◆ **PROBLEM DETAILS**
Write out the data below line for line, keeping every character unchanged.
begin SUPPLIED MATERIAL
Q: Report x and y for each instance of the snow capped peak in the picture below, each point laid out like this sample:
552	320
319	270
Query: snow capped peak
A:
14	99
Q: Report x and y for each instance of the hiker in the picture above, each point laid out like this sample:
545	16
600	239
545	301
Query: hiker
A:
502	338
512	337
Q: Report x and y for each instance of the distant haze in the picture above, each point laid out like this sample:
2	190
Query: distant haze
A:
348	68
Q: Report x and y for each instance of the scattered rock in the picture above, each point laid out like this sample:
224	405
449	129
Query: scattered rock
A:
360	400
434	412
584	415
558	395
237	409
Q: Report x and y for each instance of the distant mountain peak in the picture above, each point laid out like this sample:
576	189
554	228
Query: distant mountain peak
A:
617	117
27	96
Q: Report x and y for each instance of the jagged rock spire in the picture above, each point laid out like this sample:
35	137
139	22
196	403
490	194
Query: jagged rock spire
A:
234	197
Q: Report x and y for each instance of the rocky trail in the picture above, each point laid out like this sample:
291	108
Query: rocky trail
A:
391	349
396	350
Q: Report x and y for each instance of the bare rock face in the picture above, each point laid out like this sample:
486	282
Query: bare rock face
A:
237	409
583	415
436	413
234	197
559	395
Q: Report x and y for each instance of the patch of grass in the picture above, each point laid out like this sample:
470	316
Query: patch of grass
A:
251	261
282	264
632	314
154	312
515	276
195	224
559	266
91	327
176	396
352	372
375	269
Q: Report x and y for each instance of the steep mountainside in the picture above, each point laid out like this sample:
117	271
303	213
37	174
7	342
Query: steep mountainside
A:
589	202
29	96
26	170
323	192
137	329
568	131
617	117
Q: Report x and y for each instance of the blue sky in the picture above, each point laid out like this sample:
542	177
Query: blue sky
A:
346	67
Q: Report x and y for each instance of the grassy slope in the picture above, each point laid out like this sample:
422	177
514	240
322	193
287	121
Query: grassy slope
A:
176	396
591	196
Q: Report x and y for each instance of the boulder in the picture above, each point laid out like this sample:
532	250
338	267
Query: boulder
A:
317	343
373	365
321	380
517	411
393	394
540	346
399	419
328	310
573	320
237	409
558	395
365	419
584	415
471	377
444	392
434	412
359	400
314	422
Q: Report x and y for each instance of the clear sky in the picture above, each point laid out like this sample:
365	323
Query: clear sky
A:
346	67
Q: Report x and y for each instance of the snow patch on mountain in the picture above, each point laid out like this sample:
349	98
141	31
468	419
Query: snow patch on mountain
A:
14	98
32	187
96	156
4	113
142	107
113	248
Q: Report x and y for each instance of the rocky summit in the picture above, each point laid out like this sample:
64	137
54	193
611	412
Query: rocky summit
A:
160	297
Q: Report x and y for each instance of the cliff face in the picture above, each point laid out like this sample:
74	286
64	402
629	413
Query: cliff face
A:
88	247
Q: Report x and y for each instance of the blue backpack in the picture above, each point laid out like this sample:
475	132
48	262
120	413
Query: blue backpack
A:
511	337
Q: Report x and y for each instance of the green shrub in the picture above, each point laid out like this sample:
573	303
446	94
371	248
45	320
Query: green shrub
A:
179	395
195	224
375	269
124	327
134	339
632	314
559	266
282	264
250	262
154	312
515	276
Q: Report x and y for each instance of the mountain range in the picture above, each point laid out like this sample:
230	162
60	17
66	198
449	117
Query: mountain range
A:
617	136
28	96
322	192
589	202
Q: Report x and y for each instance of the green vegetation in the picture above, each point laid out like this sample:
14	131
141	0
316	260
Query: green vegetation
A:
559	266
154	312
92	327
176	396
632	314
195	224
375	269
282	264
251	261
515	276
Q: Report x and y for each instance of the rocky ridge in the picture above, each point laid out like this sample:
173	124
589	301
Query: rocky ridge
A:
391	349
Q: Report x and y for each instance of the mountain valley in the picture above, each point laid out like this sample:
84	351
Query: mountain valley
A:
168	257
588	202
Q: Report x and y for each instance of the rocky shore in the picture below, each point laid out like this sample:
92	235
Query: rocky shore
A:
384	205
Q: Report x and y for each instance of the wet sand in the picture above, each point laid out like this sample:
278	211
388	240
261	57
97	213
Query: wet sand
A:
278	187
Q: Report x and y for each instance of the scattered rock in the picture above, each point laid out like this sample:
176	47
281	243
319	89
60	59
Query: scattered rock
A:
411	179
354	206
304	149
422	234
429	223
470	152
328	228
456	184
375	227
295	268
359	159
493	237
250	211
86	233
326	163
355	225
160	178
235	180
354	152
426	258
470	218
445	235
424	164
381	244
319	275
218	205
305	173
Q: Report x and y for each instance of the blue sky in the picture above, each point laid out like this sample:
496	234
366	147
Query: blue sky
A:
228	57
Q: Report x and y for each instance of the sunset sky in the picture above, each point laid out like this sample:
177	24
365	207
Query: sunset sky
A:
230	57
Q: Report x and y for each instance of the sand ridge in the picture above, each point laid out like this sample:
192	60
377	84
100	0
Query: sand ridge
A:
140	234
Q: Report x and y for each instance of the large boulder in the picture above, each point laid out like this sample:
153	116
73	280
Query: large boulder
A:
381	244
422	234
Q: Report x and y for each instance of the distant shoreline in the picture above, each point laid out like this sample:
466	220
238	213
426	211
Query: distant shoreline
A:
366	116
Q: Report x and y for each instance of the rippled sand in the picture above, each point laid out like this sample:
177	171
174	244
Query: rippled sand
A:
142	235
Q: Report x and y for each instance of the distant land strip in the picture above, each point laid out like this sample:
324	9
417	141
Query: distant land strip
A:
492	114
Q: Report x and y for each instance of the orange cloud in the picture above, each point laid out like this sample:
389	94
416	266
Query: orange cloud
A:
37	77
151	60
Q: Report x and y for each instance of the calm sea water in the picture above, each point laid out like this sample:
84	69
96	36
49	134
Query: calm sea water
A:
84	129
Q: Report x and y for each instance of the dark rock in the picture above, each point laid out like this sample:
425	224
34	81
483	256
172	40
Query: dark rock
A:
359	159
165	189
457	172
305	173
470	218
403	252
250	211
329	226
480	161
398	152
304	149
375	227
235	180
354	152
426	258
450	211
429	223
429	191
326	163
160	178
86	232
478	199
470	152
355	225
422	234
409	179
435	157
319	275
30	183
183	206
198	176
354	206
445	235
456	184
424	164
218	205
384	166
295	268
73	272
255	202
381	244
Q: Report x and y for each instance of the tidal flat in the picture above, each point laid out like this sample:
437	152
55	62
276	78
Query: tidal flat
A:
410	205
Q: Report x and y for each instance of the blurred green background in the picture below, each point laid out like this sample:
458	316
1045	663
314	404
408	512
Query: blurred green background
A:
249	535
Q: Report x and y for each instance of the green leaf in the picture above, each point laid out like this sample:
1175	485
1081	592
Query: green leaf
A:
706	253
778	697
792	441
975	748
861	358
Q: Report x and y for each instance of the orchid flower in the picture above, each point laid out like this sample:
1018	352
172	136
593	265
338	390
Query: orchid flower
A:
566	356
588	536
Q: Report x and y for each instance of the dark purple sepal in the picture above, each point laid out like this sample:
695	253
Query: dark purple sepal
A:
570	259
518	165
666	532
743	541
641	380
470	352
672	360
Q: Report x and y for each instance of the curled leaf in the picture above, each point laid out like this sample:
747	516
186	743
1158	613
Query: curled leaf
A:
end SUPPLIED MATERIAL
◆ **RESPONSE BELOW**
Q: Report x and y for each instance of the snow capped peak in the picture below, each point laid out like this sample:
552	320
319	270
Query: snow capped peak
A:
14	99
Q: Report x and y for each instance of the hiker in the picture above, each point laid out like this sample:
545	16
600	239
545	301
Query: hiker
A:
502	338
512	337
Q: Report x and y for each instance of the distant haze in the picture above, each point laid out like this sample:
2	190
Query: distant haze
A:
348	68
Q: Report x and y for each instance of the scattered rock in the picture above, each point laid out like this sample:
224	405
449	129
Query: scattered rock
A:
360	400
434	412
584	415
558	395
237	409
Q: Report x and y for each instance of the distant mountain peak in the picture above, each point laid out like this sample:
576	189
554	228
Query: distant mountain peak
A:
617	117
27	96
Q: Report x and y for each instance of the jagged rock spire in the picture above, each point laid out like this sample:
35	137
139	22
196	403
490	194
Query: jagged rock spire
A:
234	197
Q: Report x and y for each instance of the rocky trail in the picture above, each point laid out like this sample:
291	108
Query: rocky trail
A:
391	349
396	350
Q: Report x and y for each instance of the bare rock face in the picture above, each point laid out like this sample:
486	282
Query: bare rock face
A:
237	409
583	415
436	413
234	197
559	395
Q: Report x and y for each instance of the patch of grass in the picture above, each point laid out like this sample:
470	316
Query: patch of grass
A:
251	261
282	264
632	314
154	312
515	276
195	224
559	266
91	327
176	396
352	372
375	269
Q: Report x and y for each instance of the steep mountainside in the picture above, each point laid out like this sample:
117	271
303	213
37	174
7	342
Query: steep mountainside
A:
589	202
29	96
26	170
323	192
137	329
568	131
617	117
Q: Report x and y for each instance of the blue sky in the picture above, each point laid out like this sample:
542	177
Query: blue sky
A:
346	67
Q: Report x and y for each instance of the grassy slope in the picture above, each point laid out like this sample:
422	177
514	240
322	193
287	121
Query: grassy slope
A:
176	396
591	196
Q: Report x and y for each instance of the boulder in the picture above, each point laid out like this sample:
532	250
338	267
Query: boulder
A:
317	343
373	365
321	380
517	411
393	394
540	346
399	419
328	310
573	320
237	409
558	395
365	419
584	415
471	377
444	392
434	412
359	400
314	422
Q: Report x and y for each instance of the clear sky in the picture above, each point laid out like this sample:
365	323
Query: clear sky
A:
346	67
Q: Report x and y for each instance of the snow patch on mountain in the picture above, each point laid out like this sample:
349	98
141	31
468	419
Query: snow patch on mountain
A:
14	98
32	187
96	156
4	113
142	107
113	248
Q: Report x and y for each instance of the rocky summit in the picture above, each point laid out like this sample:
64	137
54	193
611	412
Query: rocky summit
A:
160	297
Q: Report x and y for each instance of the cliff face in the picture above, each point laid out like this sample:
74	286
64	402
629	413
Query: cliff face
A:
88	247
Q: Report x and y for each instance of the blue backpack in the picture above, each point laid out like this sample:
475	132
48	262
120	413
Query: blue backpack
A:
511	337
Q: Report x and y for each instance of the green shrub in the picture above, each point laid out like this sample:
573	303
446	94
371	248
45	320
Query: green shrub
A:
179	395
195	224
375	269
124	327
134	339
632	314
559	266
282	264
250	262
154	312
515	276
Q: Report x and y for each instance of the mountain range in the picture above, each point laid out like this sample:
230	162
60	17
66	198
449	117
Query: mountain range
A:
617	136
28	96
322	192
589	202
Q: Report x and y for each instance of the green vegetation in the picture above, each point laid out like this sample:
14	131
141	0
316	260
Query: green vegetation
A:
559	266
154	312
92	327
176	396
632	314
195	224
375	269
282	264
251	261
515	276
Q: Report x and y for each instance of the rocky ridge in the picture above, each point laid out like this sample:
173	124
589	301
Query: rocky ridge
A:
391	349
Q: Report x and y for each instance of the mountain valley in the picture above, each point laid out like this sample:
84	351
Query: mountain valley
A:
168	257
588	202
Q: Report x and y for each instance of the rocky shore in the picture below, each point laid out like this sample:
92	235
Query: rocky shore
A:
384	205
Q: Report x and y for each instance of the wet sand in the picture above, each point laid out like this sample:
278	211
388	240
261	57
97	213
Query: wet sand
A:
278	187
Q: Report x and y for each instance of the scattered rock in the picture above, each point laid out like this sample:
176	47
281	243
319	89
60	59
Query: scattered rock
A:
411	179
354	206
304	149
422	234
429	223
470	152
328	228
456	184
375	227
295	268
359	159
493	237
250	211
86	233
326	163
355	225
160	178
235	180
354	152
426	258
470	218
445	235
424	164
381	244
319	275
218	205
305	173
Q: Report x and y for each instance of the blue sky in the picture above, each point laid out like this sample:
496	234
366	147
Query: blue sky
A:
228	57
Q: Report x and y for each instance of the sunset sky in the picture above, each point laid out like this sample:
177	24
365	207
Query: sunset sky
A:
230	57
Q: Report x and y for each instance of the sand ridge in the picture above, each point laid out like this sample:
192	60
377	84
100	0
Query: sand ridge
A:
140	234
Q: Report x and y for each instance of the large boulder in the picture above, each point laid out like this sample:
153	116
73	280
Query: large boulder
A:
381	244
422	234
Q: Report x and y for each instance of the distant shoreline in the picture above, each point laid out like this sample:
466	220
238	213
426	211
Query: distant shoreline
A:
366	116
Q: Report x and y for each instance of the rippled sand in the picture above, each point laid out like this sample:
177	171
174	244
Query: rippled sand
A:
142	235
Q: Report x and y for each instance of the distant land strip in the picture above, each point laid out like this sample:
324	9
417	141
Query: distant land strip
A:
492	114
Q: Report x and y for each instance of the orange cloud in the picture above, each point laid out like this sample:
389	94
416	266
Query: orange cloud
A:
37	77
151	60
Q: Report x and y for each instance of the calm sea water in the picture above, each point laid out like this sample:
84	69
96	36
49	134
Query: calm sea water
A:
84	129
Q: Report x and y for each instance of the dark rock in the picture above, each point laid out like this sample:
425	224
34	81
483	256
172	40
Query: dark rock
A:
359	159
165	189
457	172
305	173
470	218
403	252
250	211
329	226
480	161
398	152
304	149
375	227
235	180
354	152
426	258
450	211
429	223
429	191
326	163
160	178
86	232
478	199
470	152
355	225
422	234
409	179
435	157
319	275
30	183
183	206
198	176
354	206
445	235
456	184
424	164
218	205
384	166
295	268
73	272
255	202
381	244
Q: Report x and y for each instance of the tidal flat in the picture above, each point laid out like this sample:
437	152
55	62
276	78
Query: tidal flat
A:
410	205
Q: Report x and y for each instance of the blurred green background in the picture below, each point laid out like this sample:
458	316
1045	663
314	404
408	512
Query: blurred green background
A:
249	535
Q: Report x and y for each instance of the green leaf in the picture above, each point laid out like this sample:
1175	485
1081	592
Query: green leaf
A:
706	253
778	697
792	441
975	748
861	358
Q: Report x and y for each instance of the orchid flower in the picture above, each point laid out like this sample:
1018	352
172	136
593	265
338	390
Query: orchid flower
A:
566	356
588	536
Q: Report x and y for each instance of the dark purple sepal in the picture above, each point laid out like this sample:
695	253
Query: dark purple sepal
A:
570	259
518	165
666	532
743	541
641	380
470	352
672	360
Q: Report x and y for each instance of the curled leaf in the picture above, each point laid out like this sample:
747	516
186	743
1158	613
Query: curled leaf
A:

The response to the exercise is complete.